═══ MATERIAL PROVIDED
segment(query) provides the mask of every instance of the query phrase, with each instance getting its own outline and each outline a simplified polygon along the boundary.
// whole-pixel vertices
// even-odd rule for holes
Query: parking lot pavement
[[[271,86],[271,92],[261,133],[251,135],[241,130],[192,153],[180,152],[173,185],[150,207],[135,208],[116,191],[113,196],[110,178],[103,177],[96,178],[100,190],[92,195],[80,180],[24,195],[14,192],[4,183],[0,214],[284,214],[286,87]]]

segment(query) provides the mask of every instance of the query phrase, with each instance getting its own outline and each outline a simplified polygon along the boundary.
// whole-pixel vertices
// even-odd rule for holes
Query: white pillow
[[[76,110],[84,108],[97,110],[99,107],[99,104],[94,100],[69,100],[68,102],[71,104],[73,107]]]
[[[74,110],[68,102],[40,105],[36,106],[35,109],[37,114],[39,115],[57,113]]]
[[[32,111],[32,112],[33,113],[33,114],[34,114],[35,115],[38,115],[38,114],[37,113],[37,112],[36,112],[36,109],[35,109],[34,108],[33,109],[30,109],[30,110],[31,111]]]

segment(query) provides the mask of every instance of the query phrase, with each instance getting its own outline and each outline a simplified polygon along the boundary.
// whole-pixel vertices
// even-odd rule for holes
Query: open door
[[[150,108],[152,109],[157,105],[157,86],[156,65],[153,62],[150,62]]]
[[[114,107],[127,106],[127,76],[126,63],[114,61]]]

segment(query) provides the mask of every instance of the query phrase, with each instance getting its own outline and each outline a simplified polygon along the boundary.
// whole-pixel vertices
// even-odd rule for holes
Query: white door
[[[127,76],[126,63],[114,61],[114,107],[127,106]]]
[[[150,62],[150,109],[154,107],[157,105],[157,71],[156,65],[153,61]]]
══════
**DIRECTIONS FOR THIS TASK**
Select and copy every line of the listing above that contains the word "white".

**EXERCISE OUTPUT**
Query: white pillow
Query: white door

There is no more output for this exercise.